[Stored data entries]
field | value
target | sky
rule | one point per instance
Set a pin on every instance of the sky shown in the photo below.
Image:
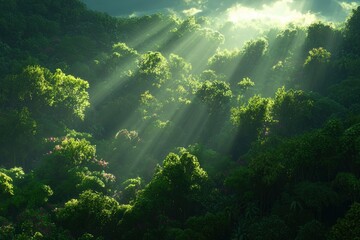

#### [Task details]
What you set down should be exactly the lines from the line containing "rule | one point per instance" to the last line of the entries above, both included, with no pictures.

#### [Finished exercise]
rule | one point per instance
Set a pin on every instance of the sky shown in the photo below.
Image:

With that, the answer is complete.